Input records ▸
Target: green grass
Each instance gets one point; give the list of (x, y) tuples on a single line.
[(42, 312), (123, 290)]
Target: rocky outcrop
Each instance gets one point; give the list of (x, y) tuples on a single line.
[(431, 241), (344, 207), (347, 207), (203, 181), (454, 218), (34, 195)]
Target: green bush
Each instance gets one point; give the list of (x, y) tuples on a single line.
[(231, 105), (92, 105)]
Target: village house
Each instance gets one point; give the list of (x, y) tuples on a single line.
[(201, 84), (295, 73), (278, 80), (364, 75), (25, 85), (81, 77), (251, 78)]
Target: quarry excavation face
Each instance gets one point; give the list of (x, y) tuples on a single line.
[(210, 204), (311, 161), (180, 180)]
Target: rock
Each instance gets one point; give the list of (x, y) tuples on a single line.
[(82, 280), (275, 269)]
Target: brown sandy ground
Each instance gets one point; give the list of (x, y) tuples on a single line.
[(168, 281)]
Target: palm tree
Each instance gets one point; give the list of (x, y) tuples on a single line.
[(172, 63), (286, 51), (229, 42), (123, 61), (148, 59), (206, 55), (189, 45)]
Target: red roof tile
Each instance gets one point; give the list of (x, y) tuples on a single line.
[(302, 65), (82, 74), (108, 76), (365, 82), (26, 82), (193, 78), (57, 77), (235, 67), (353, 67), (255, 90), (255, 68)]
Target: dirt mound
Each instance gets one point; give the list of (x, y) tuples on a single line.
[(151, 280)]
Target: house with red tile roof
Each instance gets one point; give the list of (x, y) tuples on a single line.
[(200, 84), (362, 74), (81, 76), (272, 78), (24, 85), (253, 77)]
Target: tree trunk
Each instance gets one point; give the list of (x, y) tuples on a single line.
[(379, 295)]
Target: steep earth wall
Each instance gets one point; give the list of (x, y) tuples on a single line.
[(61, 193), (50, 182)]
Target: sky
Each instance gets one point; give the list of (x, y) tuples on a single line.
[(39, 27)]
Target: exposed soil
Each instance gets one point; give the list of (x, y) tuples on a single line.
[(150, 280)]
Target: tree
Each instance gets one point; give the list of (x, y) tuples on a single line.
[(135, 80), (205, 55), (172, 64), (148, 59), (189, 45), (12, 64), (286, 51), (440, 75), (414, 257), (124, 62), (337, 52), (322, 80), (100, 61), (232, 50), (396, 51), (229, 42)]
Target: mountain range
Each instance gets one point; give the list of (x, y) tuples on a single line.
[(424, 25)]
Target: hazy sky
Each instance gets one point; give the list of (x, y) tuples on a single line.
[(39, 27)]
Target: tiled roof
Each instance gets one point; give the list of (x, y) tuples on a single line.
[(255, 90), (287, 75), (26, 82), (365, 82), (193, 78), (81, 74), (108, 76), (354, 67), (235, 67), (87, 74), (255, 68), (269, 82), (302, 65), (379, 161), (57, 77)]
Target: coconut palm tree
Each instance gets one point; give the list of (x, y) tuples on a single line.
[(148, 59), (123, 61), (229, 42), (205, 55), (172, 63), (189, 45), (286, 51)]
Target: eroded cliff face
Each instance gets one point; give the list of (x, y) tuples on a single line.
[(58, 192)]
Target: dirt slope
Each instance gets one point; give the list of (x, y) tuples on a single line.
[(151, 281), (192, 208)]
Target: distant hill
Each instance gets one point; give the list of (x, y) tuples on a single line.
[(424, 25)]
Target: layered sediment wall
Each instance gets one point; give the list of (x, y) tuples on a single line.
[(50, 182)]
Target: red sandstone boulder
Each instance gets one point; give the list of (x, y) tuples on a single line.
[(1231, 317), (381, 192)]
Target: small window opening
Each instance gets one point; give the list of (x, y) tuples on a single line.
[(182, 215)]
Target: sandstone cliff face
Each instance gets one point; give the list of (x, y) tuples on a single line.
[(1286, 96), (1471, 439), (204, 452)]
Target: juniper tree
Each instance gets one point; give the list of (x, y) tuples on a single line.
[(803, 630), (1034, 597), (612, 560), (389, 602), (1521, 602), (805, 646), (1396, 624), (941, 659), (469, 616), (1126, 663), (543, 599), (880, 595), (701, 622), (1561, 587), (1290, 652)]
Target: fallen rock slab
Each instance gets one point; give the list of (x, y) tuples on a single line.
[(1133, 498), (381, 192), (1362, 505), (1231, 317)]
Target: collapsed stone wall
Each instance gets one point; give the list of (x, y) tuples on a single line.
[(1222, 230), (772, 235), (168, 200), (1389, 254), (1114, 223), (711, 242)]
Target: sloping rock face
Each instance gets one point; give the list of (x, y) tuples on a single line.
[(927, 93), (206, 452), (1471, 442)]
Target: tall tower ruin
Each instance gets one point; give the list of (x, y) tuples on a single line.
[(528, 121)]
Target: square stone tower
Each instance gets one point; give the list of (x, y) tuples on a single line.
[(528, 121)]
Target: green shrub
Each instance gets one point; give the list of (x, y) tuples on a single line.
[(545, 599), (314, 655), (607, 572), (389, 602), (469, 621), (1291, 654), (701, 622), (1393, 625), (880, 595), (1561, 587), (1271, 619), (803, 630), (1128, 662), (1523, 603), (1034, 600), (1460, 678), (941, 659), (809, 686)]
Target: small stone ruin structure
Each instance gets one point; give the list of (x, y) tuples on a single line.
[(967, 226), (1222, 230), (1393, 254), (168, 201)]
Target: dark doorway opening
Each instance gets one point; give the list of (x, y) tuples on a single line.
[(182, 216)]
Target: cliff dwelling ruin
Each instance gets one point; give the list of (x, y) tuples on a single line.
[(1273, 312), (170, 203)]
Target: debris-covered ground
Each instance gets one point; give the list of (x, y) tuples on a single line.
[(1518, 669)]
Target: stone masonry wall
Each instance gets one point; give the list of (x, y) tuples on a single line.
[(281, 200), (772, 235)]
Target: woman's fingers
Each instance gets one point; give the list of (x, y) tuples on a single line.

Exercise instructions ▸ Extract, word for word, each line of the listing above.

Result for this exercise ▸
Target: green grass
Each instance gets one point; give the list of (x, y) tuples on a single line.
[(42, 312), (123, 290)]
Target: rocky outcrop
Each instance gets one point; give the list of (x, y) tuples on a single line.
[(431, 241), (344, 207), (347, 207), (203, 181), (454, 218), (34, 195)]
Target: green bush
Each instance gets one point; give the list of (x, y) tuples on a single line.
[(231, 105), (92, 105)]
Target: village house
Each instance gets one point; give the list of (x, y) tuples on a single line.
[(201, 84), (295, 73), (278, 80), (364, 75), (25, 85), (81, 77), (251, 78)]
Target: quarry excavation face
Each instance gets one point; give the list of (x, y) tuples on a single line.
[(210, 204), (311, 161), (180, 180)]
Target: rock
Each instance gets one point; give the list of (x, y) tuples on a single line.
[(82, 280), (275, 269)]
Target: brown sandy ground
Each instance gets one point; give the list of (x, y) tuples on a single line.
[(168, 281)]
Target: palm tree
Each instance gets one point; give the list of (x, y) tuples on a single line.
[(172, 63), (286, 51), (229, 42), (123, 61), (148, 59), (206, 55), (189, 45)]
Target: red roof tile
Each instance gets one point; give the list of (x, y) tuples on a single line.
[(302, 65), (82, 74), (108, 76), (365, 82), (26, 82), (193, 78), (57, 77), (235, 67), (353, 67), (255, 90), (255, 68)]
Target: dirt mound
Each instance gets one point; give the list of (x, y) tuples on a single line.
[(151, 280)]
Target: house with red tile roof
Each instance gets one point; give the list of (x, y) tuples on a single line.
[(200, 84), (362, 74), (81, 76), (272, 78), (24, 85), (253, 77)]
Target: tree trunk
Each instance gets one point; give the list of (x, y) tuples on a single line.
[(379, 295)]
Target: steep earth wall
Each instance gets one point; give the list of (x, y) tuples on a single line.
[(61, 193), (50, 182)]
Target: sky
Each instance gets one point; give the list of (x, y) tuples on a single line.
[(39, 27)]
Target: exposed soil
Each instance gets one point; give the list of (x, y) tuples on a single line.
[(150, 280)]
Target: tree
Each instance gets one point; give the list of (x, y) tuples on a single line.
[(135, 80), (205, 55), (172, 64), (148, 59), (189, 45), (12, 64), (286, 51), (440, 75), (414, 257), (124, 62), (337, 52), (322, 80), (100, 61), (232, 50), (396, 51), (229, 42)]
Target: mountain range
Each instance gets one point; give the list of (x, y) tuples on a single line.
[(424, 25)]
Target: hazy sky
Each instance gets one point; give the list of (x, y) tuples on a single line.
[(39, 27)]
Target: tiled roof
Each instance gets one point; give the list of (x, y) tuples on a single line.
[(255, 90), (287, 75), (26, 82), (365, 82), (193, 78), (81, 74), (108, 76), (354, 67), (235, 67), (87, 74), (255, 68), (269, 82), (302, 65), (379, 161), (57, 77)]
Target: coconut palm tree
Each instance gets one point; give the list of (x, y) tuples on a single line.
[(148, 59), (123, 61), (229, 42), (205, 55), (172, 63), (189, 45), (286, 51)]
Target: eroded cliff face
Each instance gets one point; give the list of (x, y) tuples on a single line.
[(58, 192)]
Target: dirt slope
Each instance gets one point; give the list of (x, y) tuples on a single line.
[(151, 281), (192, 208)]
Target: distant hill
Each instance gets one point; give the list of (x, y) tuples on a single line.
[(424, 25)]
Target: layered sediment wall
Each instance gets one point; give the list of (x, y) tuples on a single line.
[(50, 182)]
Target: red sandstone boulder
Each instance gets one point; give the list of (x, y) tuples on a single line.
[(1231, 317), (381, 192)]
Target: small window opening
Each instance gets one point; give the list of (x, y) tuples on a single line.
[(182, 215)]
Target: sandstone cliff face
Each instance gets one point; give the list of (x, y) tuples on a single line.
[(1286, 96), (1471, 439), (204, 452)]
Target: juniper tree
Each instance gets one point; give the list of (x, y) tuples on a single line.
[(803, 630), (1034, 597), (612, 560), (389, 602), (1521, 602), (805, 646), (1396, 624), (941, 659), (469, 616), (1126, 663), (543, 599), (880, 595), (701, 622), (1561, 587), (1290, 652)]
Target: fallen rock slab
Each instance gets one point; give the list of (x, y) tuples on a single line.
[(1133, 498), (381, 192), (1362, 505), (1231, 317)]
Target: collapsed stone wall
Each instance gets one point; give the list of (x, y) tuples on a single line.
[(1222, 230), (772, 235), (168, 200), (1389, 254), (1114, 223), (711, 242)]
Target: sloping rock face
Each instance gets one point; give the list of (x, y) tuples on a single line.
[(927, 93), (206, 452), (1471, 442)]
Target: tall tower ruin
Each instance gets one point; give the list of (x, y) tuples on a single line.
[(528, 121)]
Target: square stone tower
Each instance gets one point; give the list of (x, y) tuples on a single line.
[(528, 121)]
Target: green shrub
Each instance gets one point; give the list of (x, y) tuples on a single line.
[(545, 599), (314, 655), (607, 572), (389, 602), (469, 621), (1291, 654), (701, 622), (1393, 625), (880, 595), (1561, 587), (1271, 619), (803, 630), (1128, 662), (1523, 603), (1034, 600), (1460, 678), (941, 659), (809, 686)]
Target: small stone ruin structure
Each instance gets one point; give the list of (x, y) tuples on a single line.
[(967, 226), (1222, 230), (1393, 254), (168, 201)]
Target: dark doorway opening
Each instance gets one point; give the list of (x, y) tuples on a single line.
[(182, 216)]
Target: cliff dwelling ruin
Each instance gets one point; give the list of (x, y) tuples on a single line.
[(1273, 312), (170, 203)]
Target: debris-covered ground
Each instance gets one point; give the list of (x, y) tuples on a single line.
[(1518, 669)]
Target: stone masonry wall
Each instance gets one point; give the list of (x, y) tuples on a single line.
[(281, 200), (772, 235)]
Target: woman's fingers
Each instance gets one point; give the list of (x, y) tuples on a single line.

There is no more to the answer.